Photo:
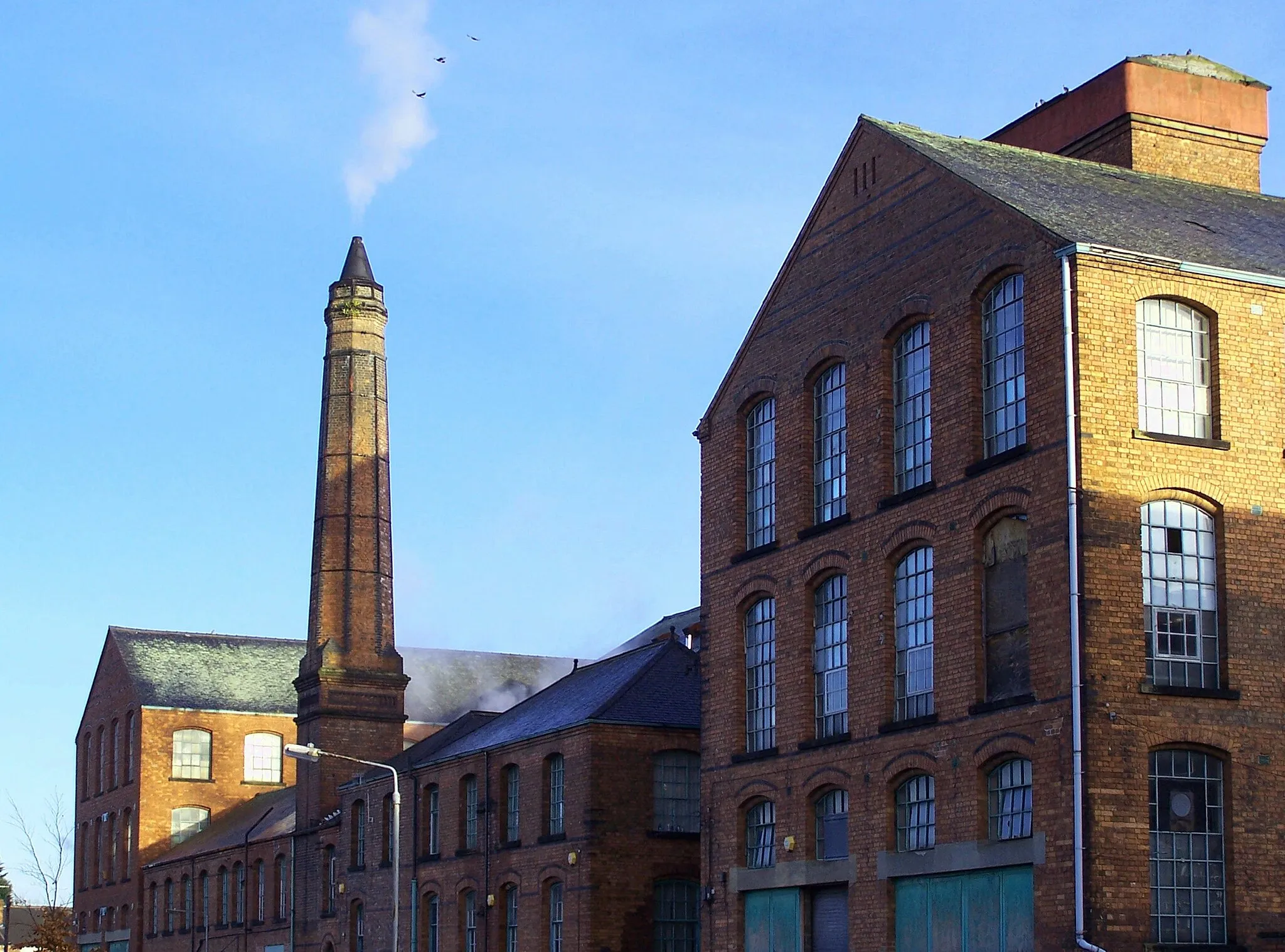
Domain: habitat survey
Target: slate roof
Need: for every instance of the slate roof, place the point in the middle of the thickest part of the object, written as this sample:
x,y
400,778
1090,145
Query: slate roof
------------------------------
_Direction_
Using the records above, output their complete text exactly, minus any images.

_Final result_
Photo:
Domain: habitat survey
Target: slate roof
Need: for every instance of the slate roof, place the point in the middle of the thickest part of the object, written as this sample:
x,y
400,778
1090,145
Query: slate roof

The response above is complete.